### Working data
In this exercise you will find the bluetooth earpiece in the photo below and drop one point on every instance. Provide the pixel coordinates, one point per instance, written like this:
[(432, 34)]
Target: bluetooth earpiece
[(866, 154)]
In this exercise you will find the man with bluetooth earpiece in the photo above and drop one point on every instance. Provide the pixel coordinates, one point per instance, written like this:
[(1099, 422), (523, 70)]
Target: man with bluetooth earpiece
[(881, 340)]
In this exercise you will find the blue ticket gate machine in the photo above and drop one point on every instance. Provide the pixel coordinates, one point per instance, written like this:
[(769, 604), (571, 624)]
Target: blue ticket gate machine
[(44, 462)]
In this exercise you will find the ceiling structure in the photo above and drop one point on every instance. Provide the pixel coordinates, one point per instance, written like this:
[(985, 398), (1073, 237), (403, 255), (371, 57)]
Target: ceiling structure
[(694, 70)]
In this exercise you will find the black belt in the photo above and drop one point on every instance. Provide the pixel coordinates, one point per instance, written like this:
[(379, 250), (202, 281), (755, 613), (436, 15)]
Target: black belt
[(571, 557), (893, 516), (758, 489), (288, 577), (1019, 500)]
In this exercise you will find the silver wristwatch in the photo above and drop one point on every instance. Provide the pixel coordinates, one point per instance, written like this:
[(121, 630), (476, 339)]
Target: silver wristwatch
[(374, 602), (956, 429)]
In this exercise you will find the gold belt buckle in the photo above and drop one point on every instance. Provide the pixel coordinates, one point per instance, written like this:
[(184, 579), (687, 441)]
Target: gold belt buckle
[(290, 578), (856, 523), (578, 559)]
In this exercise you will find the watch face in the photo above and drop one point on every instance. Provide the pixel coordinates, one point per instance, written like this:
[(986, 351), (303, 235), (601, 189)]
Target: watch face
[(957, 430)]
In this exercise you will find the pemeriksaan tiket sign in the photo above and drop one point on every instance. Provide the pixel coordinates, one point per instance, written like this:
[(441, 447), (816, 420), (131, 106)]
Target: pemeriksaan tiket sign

### Work instructions
Reproduce the data above, replacing every occurrence of "pixel coordinates" with "image coordinates" and keeping everything else the same.

### Reply to the exercise
In this exercise you will find the bluetooth earpiece in the photo below and drop one point on every instance. Provide the image coordinates, one point per instance, written like this:
[(432, 34)]
Target: bluetooth earpiece
[(866, 154)]
In this exercise you will find the man with bluetooth earpiece in the photo above and drop one point on every instance. Provide the image coordinates, one point per instance, written like this:
[(1099, 422), (523, 70)]
Target: man with bluetooth earpiece
[(881, 340)]
In this exercise you will find the blue ticket gate machine in the photo above and drop one point on every instance. Provide the image coordinates, one point per instance, written like this:
[(769, 604), (571, 624)]
Target: blue ticket gate machine
[(44, 462)]
In this exercise you will find the ceiling structure in the photo above and drop one point on every instance. Provide the image coordinates, one point per instance, written like this:
[(985, 398), (1073, 237), (403, 255), (371, 57)]
Target: ceiling structure
[(694, 70)]
In this exercise you will find the black belt in the photo above and drop one point on every instance. Provide the image coordinates, one point per instance, written like this:
[(379, 250), (202, 281), (755, 613), (436, 15)]
Target: black belt
[(571, 557), (893, 516), (758, 489), (288, 577), (1019, 500)]
In this exercise you will find the silver wristwatch in the photo above and drop one point on every instance. Provide the image coordinates, one point per instance, written like this:
[(121, 630), (476, 339)]
Target: silver wristwatch
[(374, 602), (956, 429)]
In this exercise you will find the gold belt buckle in the photo above and drop one point on every instance. Provide the image coordinates, one point per instance, written like this:
[(184, 579), (687, 441)]
Target: gold belt buckle
[(290, 578), (856, 523), (578, 559)]
In this exercise you will find the watch face in the photo above and drop one point on every instance. Provide the image coordinates, one point per instance, written like this:
[(986, 351), (303, 235), (601, 189)]
Target: watch face
[(957, 430)]
In this exercise you will find the pemeriksaan tiket sign in the photo above and drop one point on every instance. Provide the image coordinates, one point per instance, written like this:
[(441, 447), (816, 420), (131, 106)]
Target: pemeriksaan tiket sign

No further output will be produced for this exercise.